● Given exercise: Restate word for word the lines from the one containing "Query: black car's wheel" through the end of the listing below, with both ends included.

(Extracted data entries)
>> Begin

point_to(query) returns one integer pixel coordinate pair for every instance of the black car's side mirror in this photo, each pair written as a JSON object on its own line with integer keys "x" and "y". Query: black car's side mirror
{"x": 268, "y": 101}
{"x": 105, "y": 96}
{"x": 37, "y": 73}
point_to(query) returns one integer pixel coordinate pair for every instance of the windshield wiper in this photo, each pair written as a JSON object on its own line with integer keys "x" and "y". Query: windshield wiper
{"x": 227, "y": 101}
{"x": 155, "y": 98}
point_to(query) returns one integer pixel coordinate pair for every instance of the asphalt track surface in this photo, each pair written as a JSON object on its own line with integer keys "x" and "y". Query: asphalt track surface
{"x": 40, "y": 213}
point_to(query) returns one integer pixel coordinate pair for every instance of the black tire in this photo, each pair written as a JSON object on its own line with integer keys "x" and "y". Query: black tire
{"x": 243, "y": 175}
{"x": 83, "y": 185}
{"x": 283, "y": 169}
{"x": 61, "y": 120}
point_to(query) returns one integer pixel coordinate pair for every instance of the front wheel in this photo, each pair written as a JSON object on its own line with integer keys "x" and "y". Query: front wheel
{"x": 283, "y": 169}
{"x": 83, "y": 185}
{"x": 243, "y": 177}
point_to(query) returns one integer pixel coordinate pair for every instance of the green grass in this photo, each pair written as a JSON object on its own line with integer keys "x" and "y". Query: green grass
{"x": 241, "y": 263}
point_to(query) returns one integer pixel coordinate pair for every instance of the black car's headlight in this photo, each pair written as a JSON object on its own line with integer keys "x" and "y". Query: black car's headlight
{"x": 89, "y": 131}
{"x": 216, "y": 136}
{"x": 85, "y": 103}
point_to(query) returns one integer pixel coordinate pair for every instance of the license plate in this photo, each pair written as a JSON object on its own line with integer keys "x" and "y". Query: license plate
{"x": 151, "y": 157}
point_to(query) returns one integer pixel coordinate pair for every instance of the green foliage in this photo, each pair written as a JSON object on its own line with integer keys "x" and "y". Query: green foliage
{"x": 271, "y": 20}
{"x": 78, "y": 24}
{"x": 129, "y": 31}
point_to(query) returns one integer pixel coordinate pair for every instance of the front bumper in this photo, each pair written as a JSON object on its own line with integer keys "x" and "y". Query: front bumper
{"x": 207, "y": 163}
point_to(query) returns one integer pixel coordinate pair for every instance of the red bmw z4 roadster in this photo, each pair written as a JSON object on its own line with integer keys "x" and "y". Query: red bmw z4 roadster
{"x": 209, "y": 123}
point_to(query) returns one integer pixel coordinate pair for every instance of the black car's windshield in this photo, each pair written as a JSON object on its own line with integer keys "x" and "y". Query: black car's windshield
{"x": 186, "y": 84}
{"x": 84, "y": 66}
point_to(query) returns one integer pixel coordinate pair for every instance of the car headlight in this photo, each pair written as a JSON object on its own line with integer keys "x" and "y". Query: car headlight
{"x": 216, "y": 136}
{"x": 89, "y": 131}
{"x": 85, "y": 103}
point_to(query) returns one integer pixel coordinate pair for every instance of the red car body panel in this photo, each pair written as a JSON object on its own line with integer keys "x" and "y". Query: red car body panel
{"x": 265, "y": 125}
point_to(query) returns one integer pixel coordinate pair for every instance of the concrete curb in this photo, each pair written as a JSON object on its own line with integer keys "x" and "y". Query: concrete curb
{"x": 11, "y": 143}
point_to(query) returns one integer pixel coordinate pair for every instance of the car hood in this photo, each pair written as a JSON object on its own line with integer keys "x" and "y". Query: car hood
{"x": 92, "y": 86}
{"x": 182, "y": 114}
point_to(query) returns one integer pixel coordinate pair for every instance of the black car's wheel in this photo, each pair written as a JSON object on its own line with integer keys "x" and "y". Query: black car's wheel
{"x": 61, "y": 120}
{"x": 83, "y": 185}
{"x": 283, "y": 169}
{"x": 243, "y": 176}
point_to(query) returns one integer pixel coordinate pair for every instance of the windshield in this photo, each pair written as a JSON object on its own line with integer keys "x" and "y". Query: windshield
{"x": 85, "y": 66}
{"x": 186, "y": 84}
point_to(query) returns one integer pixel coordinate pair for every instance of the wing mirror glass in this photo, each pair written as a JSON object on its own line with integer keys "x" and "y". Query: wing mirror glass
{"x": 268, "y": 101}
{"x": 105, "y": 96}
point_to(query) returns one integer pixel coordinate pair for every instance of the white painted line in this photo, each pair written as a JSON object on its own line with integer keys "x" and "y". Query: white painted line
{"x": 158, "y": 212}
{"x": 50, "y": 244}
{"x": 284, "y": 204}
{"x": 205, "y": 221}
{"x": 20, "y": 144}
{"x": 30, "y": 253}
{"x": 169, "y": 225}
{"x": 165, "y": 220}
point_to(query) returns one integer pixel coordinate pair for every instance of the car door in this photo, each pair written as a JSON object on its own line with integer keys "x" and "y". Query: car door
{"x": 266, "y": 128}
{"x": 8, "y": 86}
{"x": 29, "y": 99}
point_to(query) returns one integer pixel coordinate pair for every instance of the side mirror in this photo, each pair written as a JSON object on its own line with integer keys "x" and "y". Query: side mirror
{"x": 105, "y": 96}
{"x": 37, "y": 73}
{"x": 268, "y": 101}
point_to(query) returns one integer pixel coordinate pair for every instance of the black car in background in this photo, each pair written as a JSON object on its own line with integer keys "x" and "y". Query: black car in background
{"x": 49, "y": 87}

>> End

● Solution to this problem:
point_to(query) returns one integer pixel coordinate pair for every instance of the black car's wheel in this photo, each pair written as a JSON object on its own line with integer keys "x" and "y". Query: black car's wheel
{"x": 61, "y": 120}
{"x": 83, "y": 185}
{"x": 283, "y": 169}
{"x": 243, "y": 176}
point_to(query) returns one integer pixel coordinate pair for every instance of the windshield in this photo, each pair written as a JSON object on its own line with integer keys "x" and "y". Query: windshield
{"x": 85, "y": 66}
{"x": 186, "y": 84}
point_to(query) returns one integer pixel coordinate pair for every instance of the wing mirror glass in this photo, each pair written as a JSON object on its own line with integer keys "x" and "y". Query: wing mirror glass
{"x": 268, "y": 101}
{"x": 105, "y": 96}
point_to(query) returns one integer pixel coordinate pair for every instance of the white painted line in this photo, each pair written as a JSON object on its own line with integer keys "x" and "y". Query: white painted line
{"x": 158, "y": 212}
{"x": 50, "y": 244}
{"x": 284, "y": 204}
{"x": 205, "y": 221}
{"x": 20, "y": 144}
{"x": 30, "y": 253}
{"x": 169, "y": 225}
{"x": 165, "y": 220}
point_to(query) returns one integer pixel coordinate pair for every instance of the car door in this photo, each pair written as a JSON object on its own line with integer keys "x" and "y". Query: car door
{"x": 266, "y": 128}
{"x": 8, "y": 86}
{"x": 29, "y": 99}
point_to(query) returns one integer pixel coordinate pair for every instance of the side mirror in this photo, each pair written as a JSON object on its own line with integer keys "x" and "y". Query: side mirror
{"x": 105, "y": 96}
{"x": 37, "y": 73}
{"x": 268, "y": 101}
point_to(query) returns one integer pixel coordinate pair for every instance of the black car in background in this photo, each pair written as a JSON object on its own line with integer keys "x" and "y". Query: black car in background
{"x": 49, "y": 87}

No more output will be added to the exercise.